• **ACTIVITY**
Within the listing, each line that has the string "Locate" should be copied.

• **EXERCISE MATERIAL**
###

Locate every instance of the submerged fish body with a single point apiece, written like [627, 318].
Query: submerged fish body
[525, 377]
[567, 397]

###

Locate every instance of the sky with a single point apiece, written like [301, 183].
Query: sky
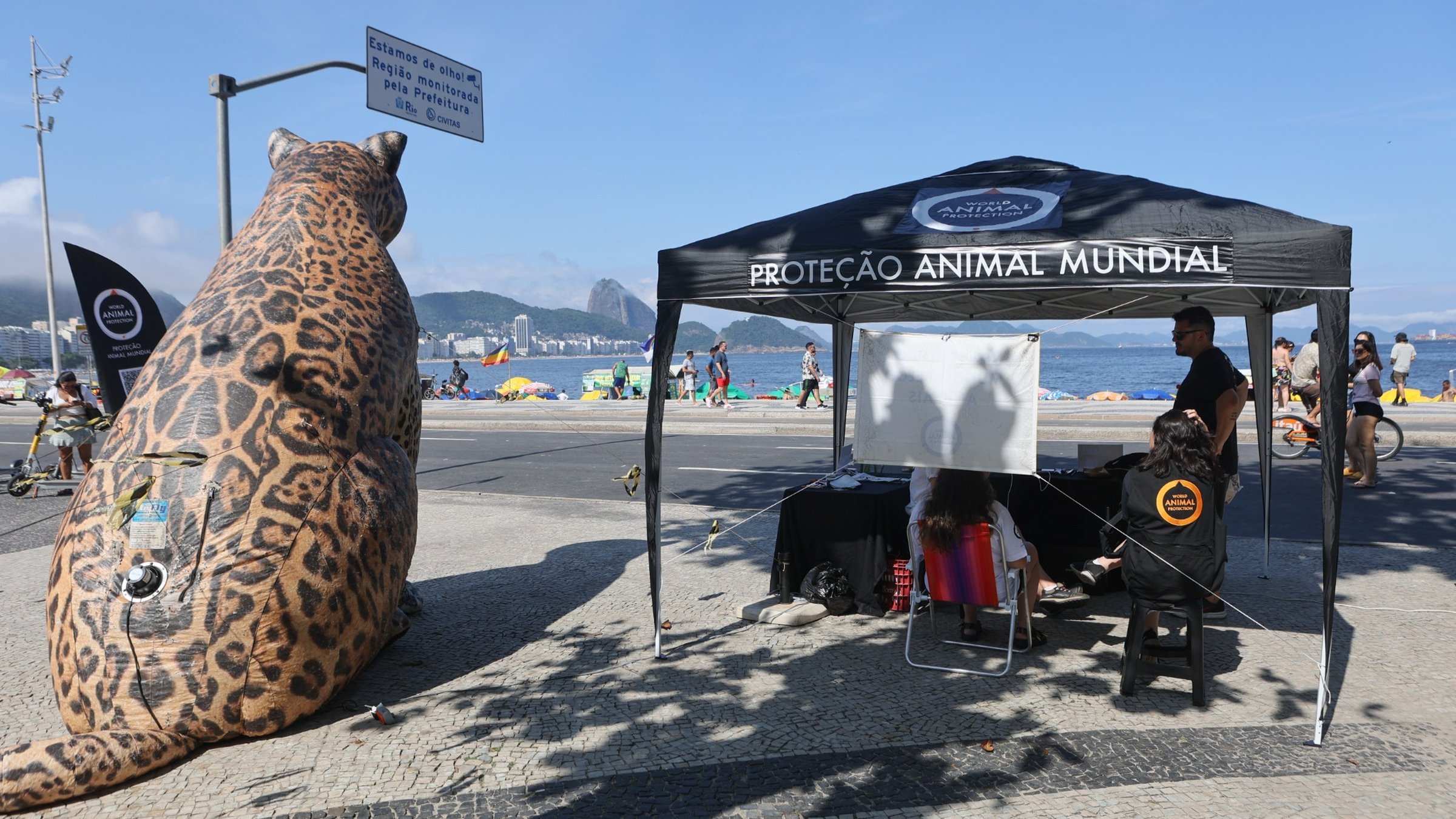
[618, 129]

###

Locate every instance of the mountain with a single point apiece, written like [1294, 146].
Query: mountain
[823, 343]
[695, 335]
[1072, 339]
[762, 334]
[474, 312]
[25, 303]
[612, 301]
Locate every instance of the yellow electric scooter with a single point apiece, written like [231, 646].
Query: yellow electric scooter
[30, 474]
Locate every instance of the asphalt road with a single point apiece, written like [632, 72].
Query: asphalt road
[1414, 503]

###

• **RESPONSE**
Locate every instance of the submerged fish body with a single point apiece, written like [627, 318].
Locate every instance of the sky with a single point apiece, written like [301, 183].
Locate every instance of the mountain with a single point apiece, written like [1294, 146].
Locate every instance of the yellow electric scooter with a single point apiece, written like [231, 646].
Locate every instance of the asphalt road with a single point apiece, written like [632, 72].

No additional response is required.